Please collect every line in the items below that contains the word "sleeve" and copy each of those lines in full.

(Location labeling records)

________________

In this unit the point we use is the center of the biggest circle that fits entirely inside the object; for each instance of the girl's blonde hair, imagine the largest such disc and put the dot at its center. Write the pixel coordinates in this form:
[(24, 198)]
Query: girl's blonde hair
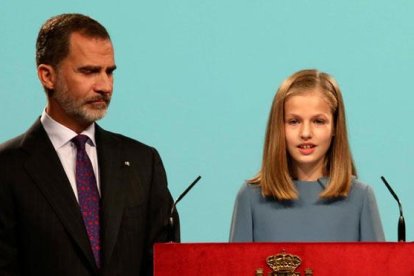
[(276, 173)]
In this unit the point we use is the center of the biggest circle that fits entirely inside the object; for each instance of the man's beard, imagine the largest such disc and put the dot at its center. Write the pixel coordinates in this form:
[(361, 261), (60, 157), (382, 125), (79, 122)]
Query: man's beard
[(81, 109)]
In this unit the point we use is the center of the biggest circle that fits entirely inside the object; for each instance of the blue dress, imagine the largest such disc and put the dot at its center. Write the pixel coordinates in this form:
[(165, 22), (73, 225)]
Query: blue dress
[(309, 218)]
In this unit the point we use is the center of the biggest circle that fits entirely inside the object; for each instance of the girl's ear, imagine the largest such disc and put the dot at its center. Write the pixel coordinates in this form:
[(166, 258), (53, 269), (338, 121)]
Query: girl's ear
[(47, 76)]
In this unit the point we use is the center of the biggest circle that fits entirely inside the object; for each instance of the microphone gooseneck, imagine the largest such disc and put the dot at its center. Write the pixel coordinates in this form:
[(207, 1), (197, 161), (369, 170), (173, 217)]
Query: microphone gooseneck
[(401, 221), (171, 222)]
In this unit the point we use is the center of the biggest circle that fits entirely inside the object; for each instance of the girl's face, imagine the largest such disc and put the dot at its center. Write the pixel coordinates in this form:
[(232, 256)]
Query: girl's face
[(309, 129)]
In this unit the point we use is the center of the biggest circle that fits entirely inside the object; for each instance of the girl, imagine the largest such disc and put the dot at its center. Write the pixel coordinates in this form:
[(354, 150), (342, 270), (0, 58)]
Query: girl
[(306, 189)]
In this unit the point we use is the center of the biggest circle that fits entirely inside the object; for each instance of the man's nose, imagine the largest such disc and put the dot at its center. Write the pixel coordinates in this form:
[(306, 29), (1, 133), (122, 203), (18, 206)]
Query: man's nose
[(104, 83), (306, 131)]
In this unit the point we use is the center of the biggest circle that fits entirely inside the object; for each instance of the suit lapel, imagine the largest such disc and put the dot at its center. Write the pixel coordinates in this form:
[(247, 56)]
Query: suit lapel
[(45, 168), (113, 175)]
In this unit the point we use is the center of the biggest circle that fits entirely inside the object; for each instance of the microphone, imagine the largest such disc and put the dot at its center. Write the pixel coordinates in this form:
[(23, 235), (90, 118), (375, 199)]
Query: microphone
[(171, 222), (401, 222)]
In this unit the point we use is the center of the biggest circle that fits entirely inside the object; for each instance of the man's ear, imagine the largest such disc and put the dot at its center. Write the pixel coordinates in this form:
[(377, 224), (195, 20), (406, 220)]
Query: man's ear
[(47, 76)]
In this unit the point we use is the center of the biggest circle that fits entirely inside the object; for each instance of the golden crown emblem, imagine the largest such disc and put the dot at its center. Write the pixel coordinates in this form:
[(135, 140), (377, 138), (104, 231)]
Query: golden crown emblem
[(283, 262)]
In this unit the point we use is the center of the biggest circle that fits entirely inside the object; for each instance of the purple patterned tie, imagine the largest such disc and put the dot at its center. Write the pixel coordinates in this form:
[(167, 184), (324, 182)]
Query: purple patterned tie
[(88, 196)]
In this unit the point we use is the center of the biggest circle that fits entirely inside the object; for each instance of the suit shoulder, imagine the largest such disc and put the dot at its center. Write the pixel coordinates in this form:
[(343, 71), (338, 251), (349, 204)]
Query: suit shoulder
[(10, 146)]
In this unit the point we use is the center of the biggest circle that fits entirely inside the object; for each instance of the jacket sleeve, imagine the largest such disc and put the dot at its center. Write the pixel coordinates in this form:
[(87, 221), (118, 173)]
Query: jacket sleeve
[(242, 223), (371, 227), (8, 232)]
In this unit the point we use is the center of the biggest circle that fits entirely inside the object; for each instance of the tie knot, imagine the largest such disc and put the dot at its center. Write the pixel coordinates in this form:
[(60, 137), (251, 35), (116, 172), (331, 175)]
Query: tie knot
[(80, 141)]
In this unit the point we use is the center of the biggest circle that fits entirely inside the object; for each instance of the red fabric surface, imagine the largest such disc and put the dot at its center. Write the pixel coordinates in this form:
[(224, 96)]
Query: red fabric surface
[(386, 258)]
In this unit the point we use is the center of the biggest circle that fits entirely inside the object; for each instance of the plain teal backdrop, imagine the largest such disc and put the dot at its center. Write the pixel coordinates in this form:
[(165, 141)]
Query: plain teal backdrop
[(196, 79)]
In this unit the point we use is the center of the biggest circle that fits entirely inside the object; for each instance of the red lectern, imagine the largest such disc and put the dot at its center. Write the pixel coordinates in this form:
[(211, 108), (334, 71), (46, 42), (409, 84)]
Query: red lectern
[(322, 259)]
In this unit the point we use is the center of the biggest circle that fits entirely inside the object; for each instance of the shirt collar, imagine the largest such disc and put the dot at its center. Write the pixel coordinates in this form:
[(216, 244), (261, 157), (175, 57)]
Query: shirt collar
[(60, 135)]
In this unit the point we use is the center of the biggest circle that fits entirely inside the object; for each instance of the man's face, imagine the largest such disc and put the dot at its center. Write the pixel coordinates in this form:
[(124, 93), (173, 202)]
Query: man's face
[(82, 83)]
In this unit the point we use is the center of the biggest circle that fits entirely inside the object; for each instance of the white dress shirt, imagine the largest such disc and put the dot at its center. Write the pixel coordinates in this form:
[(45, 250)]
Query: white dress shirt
[(61, 137)]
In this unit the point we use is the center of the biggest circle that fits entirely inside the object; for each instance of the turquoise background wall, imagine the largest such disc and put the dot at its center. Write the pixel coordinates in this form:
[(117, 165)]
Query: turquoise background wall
[(196, 79)]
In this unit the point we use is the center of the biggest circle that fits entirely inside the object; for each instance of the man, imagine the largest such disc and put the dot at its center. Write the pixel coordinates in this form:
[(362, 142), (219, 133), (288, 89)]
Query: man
[(76, 199)]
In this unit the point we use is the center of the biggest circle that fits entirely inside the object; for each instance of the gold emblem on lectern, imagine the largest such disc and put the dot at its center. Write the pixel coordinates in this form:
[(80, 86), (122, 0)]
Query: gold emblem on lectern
[(283, 264)]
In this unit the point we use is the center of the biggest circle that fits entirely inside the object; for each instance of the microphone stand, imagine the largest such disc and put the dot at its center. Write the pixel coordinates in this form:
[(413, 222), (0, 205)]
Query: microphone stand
[(171, 222)]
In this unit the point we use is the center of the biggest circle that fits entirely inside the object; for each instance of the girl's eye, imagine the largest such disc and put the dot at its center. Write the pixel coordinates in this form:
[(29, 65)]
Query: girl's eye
[(320, 121), (293, 122)]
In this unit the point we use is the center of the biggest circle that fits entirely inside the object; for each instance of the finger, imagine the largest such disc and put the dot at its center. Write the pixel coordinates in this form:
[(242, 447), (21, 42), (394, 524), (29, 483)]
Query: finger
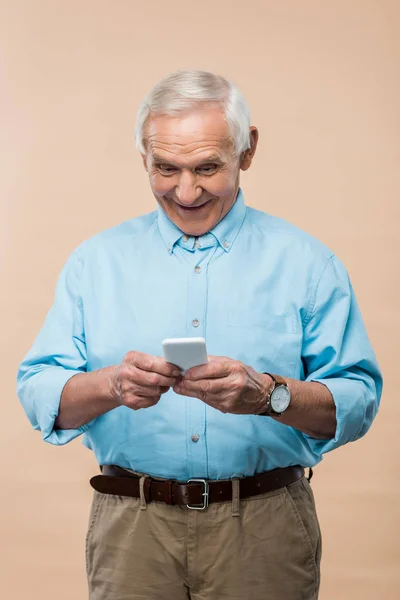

________________

Output below →
In this unit the point we use is the center of the biggest circle that fits entirely inside the object; for each instance of the jacket sleeve, imagine the largest such disc and put the dot at its center. Write the pixel coordinates in this form:
Query: jacket sleeve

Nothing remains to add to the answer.